**Selection**
-.-.-

If your field list consists of a single star, * (the wild-card character in SQL that represents all possible inputs), then the data set will be queried for the list of values used in the input data. All values the variable takes on will be valid; all values not used by the variable will not be valid. Keep in mind that this can present problems if there are errors in your input data set. In any case, using * may be useful when quickly assembling a first draft of a spec, but we recommend giving an explicit set of values for production. You may precede the * with a type designation, like age: real *.

As you know, it is often necessary to impute data points in separate categories given the distribution of the data. For this, we use the recodes key.

Recodes

In short, recode keys are just new variables that are deterministic functions of existing data sets based on parameters given by you, the analyst. Based on the variables specified in the fields key, you can "recode" those fields into other variables (which can be thought of as categories based on paramters given in a certain syntax. This is often necessary to ensure that you are imputing your data over an accurate distribution. Observe the following typical example of a recodes key:

recodes
CATAGE {
0 | age between 0 and 15
1 | age between 16 and 64
2 | age > 64
}

Here, we have declared a new variable CATAGE whose data points are based off of a deterministic function of the variable AGEP. As we will see later, this recode will be called in the categories key during imputation so that the data points we are attempting to impute will be imputed in categories based on their recode values rather than collectively as a single set of data points. The recodes key is fairly straightforward, although we will learn about some of its more advanced features later. For now, however, we continue our walkthrough of the spec file by discussing the checks key.

Checks

The conistency-checking system is rather complex. Ironically, this complexity is what makes the system efficient and reliable: there are typically a few dozen to a few hundred checks that every observation must pass, from sanity checks like fail if age < 0 to real-world constraints like fail if age < 16 and status='married'. Further, every time a change is made (such as by the imputation system) we need to re-check that the new value does not fail checks. For example, an OLS imputation of age could easily generate negative age values, so the consistency checks are essential for verifying that the imputation process is giving us accurate and useable data points. In addition to error checking we can also use consistency checks for other purposes, such as setting em structural zeros for the raking procedure.

All of the checks that are to be performed are specified here, in the checks key. The checks you specify here will be performed on all input variables, as well as on all imputed data values. Let's take a look at an example checks key:

checks {
age < 0
age > 95 => age = 95
}

In the above example, we've indicated that the consistency checking system should verify that age is not less than 0 and that age is not greater than 95. Notice as well that when specifying that age > 95 we've also included the line age = 95 to indicate that when an age data point has a value higher than 95 that we should simply top-code it as 95. We haven't included an auto-declaration for age < 0 because if a data-point has a negative age value than it's indicative of a real error that should be properly imputed. It is up to you to decide when it is appropriate to utilize the auto-declaration feature.

-.-.-

**Listing**
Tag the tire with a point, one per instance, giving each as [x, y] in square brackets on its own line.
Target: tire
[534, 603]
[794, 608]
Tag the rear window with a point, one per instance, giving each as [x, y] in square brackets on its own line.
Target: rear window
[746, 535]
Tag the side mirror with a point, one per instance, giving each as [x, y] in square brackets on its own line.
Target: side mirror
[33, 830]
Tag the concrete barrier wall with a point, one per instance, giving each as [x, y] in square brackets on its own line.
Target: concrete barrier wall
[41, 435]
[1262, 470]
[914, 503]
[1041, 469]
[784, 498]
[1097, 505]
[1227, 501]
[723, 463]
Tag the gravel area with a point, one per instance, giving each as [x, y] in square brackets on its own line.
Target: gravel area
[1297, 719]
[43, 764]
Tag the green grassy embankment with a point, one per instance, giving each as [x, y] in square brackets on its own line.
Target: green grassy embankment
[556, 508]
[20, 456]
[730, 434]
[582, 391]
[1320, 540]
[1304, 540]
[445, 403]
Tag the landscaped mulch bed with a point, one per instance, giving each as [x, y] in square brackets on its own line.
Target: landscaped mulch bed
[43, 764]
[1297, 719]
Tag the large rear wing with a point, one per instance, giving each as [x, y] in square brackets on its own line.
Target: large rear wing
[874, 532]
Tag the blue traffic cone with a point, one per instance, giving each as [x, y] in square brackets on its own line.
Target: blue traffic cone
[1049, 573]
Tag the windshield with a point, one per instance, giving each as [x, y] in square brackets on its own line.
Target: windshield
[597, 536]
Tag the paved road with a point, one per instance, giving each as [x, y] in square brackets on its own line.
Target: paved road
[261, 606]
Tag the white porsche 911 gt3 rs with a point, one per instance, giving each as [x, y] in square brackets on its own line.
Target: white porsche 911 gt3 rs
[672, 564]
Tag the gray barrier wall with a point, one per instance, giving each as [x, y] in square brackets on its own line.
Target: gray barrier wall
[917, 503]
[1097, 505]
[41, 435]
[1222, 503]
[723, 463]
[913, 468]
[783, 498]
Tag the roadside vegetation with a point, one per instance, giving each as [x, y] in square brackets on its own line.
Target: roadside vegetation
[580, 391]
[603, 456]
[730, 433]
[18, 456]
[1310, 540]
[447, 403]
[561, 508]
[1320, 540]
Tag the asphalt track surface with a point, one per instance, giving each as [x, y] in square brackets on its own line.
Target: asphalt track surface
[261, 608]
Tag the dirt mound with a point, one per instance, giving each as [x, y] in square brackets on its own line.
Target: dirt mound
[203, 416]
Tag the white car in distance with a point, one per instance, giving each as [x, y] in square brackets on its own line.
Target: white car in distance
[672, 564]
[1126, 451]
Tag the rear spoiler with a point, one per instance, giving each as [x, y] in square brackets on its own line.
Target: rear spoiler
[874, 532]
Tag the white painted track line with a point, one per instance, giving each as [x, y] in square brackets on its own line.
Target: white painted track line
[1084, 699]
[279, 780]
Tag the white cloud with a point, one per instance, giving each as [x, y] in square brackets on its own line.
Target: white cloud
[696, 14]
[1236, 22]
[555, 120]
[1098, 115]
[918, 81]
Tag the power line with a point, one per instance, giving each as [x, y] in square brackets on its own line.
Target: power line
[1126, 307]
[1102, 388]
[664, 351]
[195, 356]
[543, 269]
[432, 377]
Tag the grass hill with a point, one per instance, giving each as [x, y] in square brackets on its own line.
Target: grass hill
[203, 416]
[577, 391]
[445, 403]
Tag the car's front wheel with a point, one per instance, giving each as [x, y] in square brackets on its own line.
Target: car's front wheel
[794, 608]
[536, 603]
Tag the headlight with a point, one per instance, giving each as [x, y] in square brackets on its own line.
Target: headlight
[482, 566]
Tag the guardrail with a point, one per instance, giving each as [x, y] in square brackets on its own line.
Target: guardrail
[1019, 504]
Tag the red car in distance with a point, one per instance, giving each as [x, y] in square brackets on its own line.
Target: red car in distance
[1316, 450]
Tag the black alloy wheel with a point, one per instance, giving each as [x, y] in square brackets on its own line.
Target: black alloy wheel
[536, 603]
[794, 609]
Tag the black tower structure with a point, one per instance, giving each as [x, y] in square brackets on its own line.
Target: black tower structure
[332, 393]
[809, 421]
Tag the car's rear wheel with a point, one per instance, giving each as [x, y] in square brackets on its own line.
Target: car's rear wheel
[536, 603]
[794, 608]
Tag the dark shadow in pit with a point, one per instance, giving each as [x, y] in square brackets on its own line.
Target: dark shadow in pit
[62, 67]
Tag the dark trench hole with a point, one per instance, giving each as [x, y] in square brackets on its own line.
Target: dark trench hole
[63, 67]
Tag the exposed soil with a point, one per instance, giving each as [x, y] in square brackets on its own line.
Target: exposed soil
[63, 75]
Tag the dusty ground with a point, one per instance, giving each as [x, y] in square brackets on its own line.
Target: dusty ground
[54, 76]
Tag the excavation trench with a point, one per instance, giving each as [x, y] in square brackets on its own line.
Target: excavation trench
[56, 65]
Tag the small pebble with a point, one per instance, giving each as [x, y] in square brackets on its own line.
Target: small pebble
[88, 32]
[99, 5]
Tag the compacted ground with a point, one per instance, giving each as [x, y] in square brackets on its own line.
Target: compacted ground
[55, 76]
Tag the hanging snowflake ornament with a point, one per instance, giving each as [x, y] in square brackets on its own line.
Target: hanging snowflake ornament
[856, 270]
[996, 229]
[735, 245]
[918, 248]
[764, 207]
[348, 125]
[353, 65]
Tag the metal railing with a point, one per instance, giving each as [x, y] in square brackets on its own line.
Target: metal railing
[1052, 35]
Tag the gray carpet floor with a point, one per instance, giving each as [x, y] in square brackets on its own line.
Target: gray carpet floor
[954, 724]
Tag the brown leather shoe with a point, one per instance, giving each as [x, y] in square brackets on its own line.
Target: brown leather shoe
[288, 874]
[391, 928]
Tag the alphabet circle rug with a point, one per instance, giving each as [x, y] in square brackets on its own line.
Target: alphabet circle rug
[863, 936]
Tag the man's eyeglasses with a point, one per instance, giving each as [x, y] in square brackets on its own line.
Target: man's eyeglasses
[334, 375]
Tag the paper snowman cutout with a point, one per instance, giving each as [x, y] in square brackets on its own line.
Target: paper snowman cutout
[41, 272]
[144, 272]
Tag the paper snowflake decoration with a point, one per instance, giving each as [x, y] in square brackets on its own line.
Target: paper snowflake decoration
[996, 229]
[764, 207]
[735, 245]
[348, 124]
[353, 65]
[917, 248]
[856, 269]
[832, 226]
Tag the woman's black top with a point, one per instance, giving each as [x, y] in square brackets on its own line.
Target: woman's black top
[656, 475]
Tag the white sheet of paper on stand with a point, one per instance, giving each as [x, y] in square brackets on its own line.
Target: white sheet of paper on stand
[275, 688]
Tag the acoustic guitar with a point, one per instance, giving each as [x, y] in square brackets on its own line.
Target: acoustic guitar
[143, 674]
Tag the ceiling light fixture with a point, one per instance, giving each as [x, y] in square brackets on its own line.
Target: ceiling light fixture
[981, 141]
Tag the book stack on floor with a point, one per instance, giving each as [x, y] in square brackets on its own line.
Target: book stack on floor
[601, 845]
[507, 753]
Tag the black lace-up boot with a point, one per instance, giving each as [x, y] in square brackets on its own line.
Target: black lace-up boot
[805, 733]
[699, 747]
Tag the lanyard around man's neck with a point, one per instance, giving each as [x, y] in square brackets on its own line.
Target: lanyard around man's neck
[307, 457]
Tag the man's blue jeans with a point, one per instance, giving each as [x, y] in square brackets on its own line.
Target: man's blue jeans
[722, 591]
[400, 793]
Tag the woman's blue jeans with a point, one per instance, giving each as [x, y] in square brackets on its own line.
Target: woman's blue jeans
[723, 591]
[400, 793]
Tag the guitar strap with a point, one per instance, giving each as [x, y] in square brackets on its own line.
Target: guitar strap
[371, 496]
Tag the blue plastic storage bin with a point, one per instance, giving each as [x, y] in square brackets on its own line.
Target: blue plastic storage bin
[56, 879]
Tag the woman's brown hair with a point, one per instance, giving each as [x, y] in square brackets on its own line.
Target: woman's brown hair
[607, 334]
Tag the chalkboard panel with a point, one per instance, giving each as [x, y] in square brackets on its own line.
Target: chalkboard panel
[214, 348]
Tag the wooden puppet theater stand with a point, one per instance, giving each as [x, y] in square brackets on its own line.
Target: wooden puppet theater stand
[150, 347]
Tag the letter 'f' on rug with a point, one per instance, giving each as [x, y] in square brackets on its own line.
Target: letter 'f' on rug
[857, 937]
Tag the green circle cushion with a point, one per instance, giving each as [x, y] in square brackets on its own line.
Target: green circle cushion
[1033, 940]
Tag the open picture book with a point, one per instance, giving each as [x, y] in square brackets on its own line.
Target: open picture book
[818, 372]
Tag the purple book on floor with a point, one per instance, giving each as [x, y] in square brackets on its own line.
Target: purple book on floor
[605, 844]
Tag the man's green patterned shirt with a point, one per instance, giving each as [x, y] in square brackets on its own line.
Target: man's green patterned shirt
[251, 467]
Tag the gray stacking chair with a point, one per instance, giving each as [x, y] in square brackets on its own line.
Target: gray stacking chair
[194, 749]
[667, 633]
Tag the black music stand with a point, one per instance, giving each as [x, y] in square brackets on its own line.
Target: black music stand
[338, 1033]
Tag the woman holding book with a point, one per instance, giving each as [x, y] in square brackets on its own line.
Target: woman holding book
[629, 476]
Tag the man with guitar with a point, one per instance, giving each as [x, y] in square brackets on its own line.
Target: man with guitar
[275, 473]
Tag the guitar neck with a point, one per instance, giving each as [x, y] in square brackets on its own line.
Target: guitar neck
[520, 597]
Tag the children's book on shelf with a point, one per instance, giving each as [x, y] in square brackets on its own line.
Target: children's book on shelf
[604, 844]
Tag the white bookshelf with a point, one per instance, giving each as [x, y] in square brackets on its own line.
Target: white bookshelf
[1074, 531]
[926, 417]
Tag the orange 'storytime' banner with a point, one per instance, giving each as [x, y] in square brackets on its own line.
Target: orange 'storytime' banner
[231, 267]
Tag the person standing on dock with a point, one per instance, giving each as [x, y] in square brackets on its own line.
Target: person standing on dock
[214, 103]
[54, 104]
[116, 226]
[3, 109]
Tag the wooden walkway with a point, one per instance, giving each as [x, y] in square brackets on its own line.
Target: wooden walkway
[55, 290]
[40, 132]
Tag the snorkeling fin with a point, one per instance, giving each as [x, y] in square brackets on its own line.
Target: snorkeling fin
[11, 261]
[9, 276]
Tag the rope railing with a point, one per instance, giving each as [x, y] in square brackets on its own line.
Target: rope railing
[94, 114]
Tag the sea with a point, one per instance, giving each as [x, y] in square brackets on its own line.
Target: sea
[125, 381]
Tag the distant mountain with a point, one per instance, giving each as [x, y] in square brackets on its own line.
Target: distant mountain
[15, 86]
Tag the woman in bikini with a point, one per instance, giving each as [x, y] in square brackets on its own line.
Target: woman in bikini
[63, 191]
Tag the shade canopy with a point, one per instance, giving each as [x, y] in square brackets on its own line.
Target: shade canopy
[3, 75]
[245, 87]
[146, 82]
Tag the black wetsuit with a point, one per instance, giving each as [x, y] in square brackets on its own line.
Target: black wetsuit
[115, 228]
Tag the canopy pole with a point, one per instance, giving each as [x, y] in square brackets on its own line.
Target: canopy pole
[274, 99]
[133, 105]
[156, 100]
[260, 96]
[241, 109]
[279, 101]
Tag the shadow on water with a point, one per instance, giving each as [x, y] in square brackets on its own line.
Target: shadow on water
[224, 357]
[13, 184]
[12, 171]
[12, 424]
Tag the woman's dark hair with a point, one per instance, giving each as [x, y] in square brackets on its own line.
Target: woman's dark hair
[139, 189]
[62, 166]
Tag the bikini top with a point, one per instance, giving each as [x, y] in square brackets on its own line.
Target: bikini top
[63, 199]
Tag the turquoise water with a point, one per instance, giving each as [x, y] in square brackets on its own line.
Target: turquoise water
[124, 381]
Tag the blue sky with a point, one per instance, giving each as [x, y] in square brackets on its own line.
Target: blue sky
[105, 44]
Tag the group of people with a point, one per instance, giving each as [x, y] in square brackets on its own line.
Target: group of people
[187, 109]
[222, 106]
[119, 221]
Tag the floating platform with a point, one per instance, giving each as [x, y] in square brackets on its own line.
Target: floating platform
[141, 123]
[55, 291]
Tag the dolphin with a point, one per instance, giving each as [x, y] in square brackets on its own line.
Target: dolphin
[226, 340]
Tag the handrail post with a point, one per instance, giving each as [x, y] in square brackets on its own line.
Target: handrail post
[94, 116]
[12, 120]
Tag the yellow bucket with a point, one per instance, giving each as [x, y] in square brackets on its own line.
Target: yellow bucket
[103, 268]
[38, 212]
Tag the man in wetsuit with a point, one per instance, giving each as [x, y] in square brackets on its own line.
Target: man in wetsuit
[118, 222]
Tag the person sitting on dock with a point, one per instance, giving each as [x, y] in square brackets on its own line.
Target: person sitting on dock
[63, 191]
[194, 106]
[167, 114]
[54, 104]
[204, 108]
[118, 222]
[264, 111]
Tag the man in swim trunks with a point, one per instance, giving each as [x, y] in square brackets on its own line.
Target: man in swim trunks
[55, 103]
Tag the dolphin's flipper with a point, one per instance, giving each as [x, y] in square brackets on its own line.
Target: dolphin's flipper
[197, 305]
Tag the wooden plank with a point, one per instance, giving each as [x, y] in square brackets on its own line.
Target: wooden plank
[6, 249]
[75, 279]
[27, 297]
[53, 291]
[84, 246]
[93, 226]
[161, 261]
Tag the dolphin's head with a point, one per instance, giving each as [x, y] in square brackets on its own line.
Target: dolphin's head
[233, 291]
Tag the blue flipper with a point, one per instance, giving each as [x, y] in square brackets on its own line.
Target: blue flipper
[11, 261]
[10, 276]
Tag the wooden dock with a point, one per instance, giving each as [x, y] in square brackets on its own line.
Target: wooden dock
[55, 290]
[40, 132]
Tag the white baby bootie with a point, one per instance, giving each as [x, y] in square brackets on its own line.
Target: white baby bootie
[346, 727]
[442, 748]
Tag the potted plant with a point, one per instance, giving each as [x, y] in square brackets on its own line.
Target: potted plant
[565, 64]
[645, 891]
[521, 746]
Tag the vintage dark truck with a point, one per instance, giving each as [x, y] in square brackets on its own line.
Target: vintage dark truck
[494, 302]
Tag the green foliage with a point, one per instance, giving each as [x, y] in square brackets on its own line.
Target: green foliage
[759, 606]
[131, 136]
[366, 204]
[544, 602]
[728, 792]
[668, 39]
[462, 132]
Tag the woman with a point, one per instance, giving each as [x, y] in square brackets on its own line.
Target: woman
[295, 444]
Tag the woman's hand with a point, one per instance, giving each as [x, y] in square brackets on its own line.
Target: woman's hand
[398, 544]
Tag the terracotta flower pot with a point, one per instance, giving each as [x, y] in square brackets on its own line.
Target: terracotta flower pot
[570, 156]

-.-.-

**Stated exercise**
Write the next part of the imputation spec-file walkthrough, picking up right after its final sentence.

**Output for this exercise**
We've now introduced the keys that precede the impute key. Up to this point, all of the keys we've discussed have served the purpose of preparing the data in some way to be imputed in the impute key. We now describe its functions below.

Imputation

The impute key is fairly comprehensive and has several sub-keys that fulfill various roles in the imputation process. Many of the values of these sub-keys are derived from values found earlier in the spec file; such as the fact that categories is based off of the variables declared in recodes. Take a look at the following example of an impute key that is used to outline the imputation of the age variable described in the above keys:

impute {
input table: viewdc
min group size: 3
draw count: 3
seed: 2332
categories {
CATAGE
SEX
}
method: hot deck
output vars: age
}

As you can see, there is quite a bit going on here. Let's walk through each of the sub-keys above and see what they're doing:

More features

This concludes our walkthrough of a typical spec file. By now you should have a basic idea of how a spec file is implemented within TEA. Before we continue on to explaining more about imputation, the models available in TEA, and other features that are available within the TEA framework, we will mention four more features of the spec file.

Group recodes

recodes {
EARN: case when WAGP<=0 then 'none' when WAGP>0 then 'black' else NULL end
MOVE: case MIG when 1 then 'moved' else 'stayed' end
DEG: case when SCHL in ('24','23','22','21','20') then 'degree' else 'non-degreed' end
MF: case SEX when '1' then 'Male' when '2' then 'Female' else NULL end
REL: case RELP when '00' then 'Householder' when '01' then 'Spouse' when '02' then 'Child' when '06' then 'Parent' else NULL end
}
group recodes {
group id column: SERIALNO
recodes
NP: max(SPORDER)
NHH: sum(RELP='00')
NSP: sum(RELP='01')
NUP: sum(RELP='15')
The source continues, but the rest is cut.